Content starts

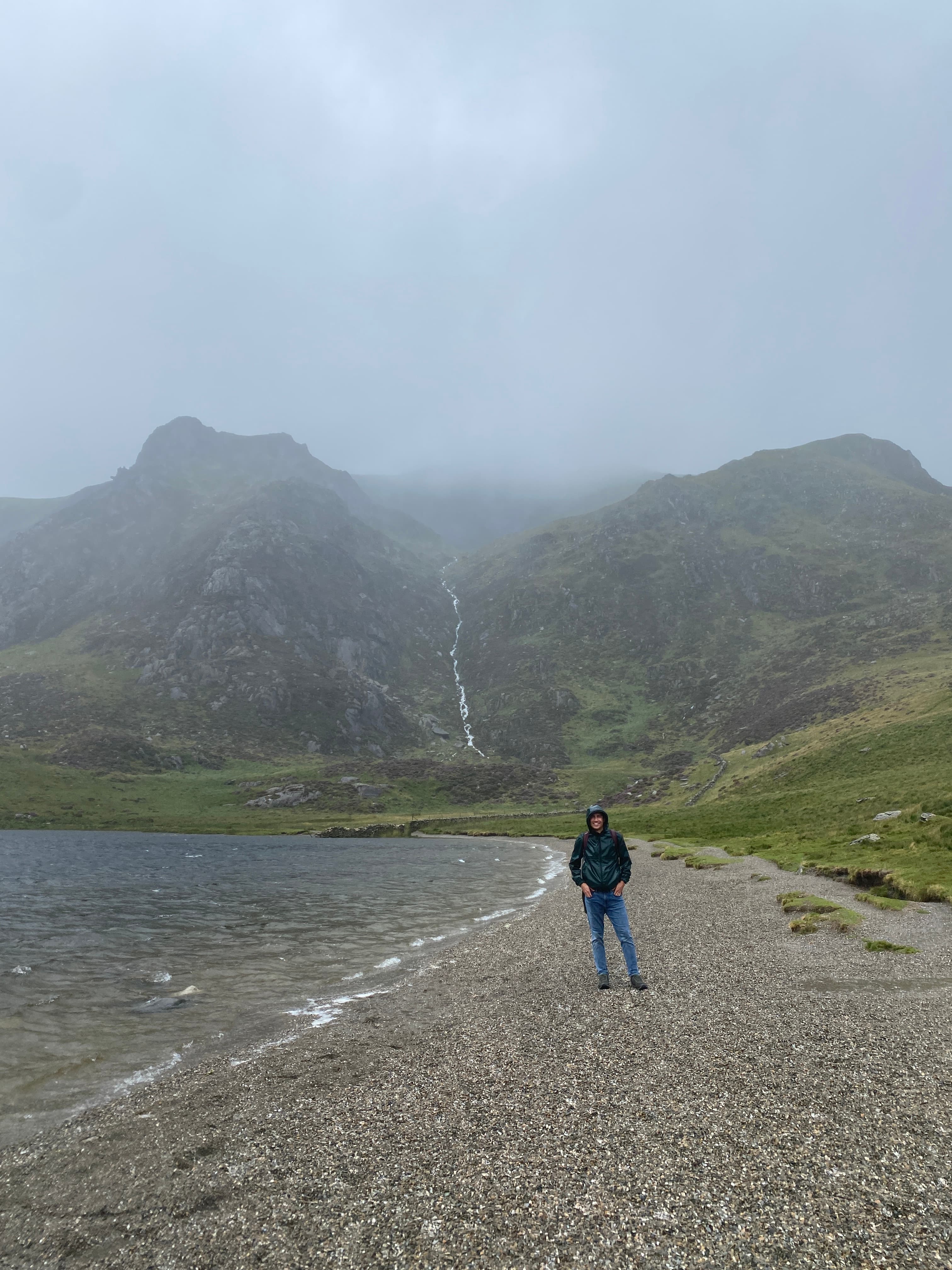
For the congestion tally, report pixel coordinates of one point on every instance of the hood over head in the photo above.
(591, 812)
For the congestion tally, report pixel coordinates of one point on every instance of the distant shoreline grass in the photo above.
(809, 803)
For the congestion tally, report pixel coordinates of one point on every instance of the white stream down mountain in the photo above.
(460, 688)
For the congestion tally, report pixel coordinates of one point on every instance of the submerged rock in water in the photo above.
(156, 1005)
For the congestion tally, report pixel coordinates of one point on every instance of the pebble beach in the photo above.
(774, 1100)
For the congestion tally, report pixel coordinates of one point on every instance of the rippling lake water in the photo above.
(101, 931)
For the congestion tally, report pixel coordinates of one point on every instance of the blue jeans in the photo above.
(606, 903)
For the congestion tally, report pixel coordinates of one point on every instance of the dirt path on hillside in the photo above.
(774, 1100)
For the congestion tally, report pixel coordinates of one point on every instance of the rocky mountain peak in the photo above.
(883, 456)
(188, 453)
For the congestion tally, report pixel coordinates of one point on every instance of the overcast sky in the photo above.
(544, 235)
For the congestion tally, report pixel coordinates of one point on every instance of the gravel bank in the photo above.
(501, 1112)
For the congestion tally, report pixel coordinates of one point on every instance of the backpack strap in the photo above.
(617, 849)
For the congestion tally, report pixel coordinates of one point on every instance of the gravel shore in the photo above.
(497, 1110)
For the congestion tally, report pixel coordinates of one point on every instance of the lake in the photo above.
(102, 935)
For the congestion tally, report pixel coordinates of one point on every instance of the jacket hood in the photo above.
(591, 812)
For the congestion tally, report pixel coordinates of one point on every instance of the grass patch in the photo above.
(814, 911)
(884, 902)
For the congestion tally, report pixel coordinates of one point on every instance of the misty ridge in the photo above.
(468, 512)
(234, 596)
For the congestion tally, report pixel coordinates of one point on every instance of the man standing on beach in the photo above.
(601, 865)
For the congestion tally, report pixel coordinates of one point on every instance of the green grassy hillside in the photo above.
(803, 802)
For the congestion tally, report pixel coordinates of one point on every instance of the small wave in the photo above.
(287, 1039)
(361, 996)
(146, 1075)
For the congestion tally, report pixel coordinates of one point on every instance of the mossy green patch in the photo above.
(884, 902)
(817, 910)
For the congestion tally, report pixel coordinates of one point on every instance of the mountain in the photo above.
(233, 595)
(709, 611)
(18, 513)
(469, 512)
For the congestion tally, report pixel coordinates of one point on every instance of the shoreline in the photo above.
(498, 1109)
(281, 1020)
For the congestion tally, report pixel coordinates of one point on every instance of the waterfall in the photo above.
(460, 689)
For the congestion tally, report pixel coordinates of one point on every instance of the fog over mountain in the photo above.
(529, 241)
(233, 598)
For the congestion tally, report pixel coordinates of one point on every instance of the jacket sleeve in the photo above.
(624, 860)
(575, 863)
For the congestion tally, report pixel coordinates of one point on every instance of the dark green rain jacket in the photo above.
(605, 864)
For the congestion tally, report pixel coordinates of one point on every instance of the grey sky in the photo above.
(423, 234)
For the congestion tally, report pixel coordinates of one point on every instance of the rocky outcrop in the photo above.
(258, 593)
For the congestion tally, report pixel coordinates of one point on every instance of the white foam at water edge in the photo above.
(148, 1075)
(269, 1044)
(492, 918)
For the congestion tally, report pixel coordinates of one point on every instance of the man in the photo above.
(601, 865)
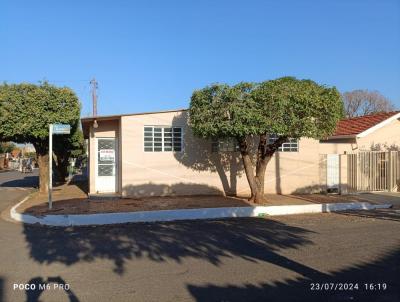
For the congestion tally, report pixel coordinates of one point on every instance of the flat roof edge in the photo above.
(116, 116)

Content ends

Repeat word for word, and nothing more, the lines between the line containing "grey sky in the photo above." and the last line of the records above, inclusive, without pictures.

For the congestion tally, report pixel coordinates of one point on every instance of the grey sky in the photo above.
(423, 234)
For the congestion tally, report pixel coordinates of one point on every instance of the rocky outcrop in the photo above.
(258, 593)
For the congestion tally, report pixel coordinates of one point on every instance of the white foam at water edge in the photo above.
(148, 1075)
(269, 1044)
(492, 918)
For the congestion tally, report pixel coordinates of one point on every instance of the man in the photo above.
(601, 865)
For the congestion tally, report pixel coordinates of one point on every instance of the flat roof edge in the photo above.
(116, 116)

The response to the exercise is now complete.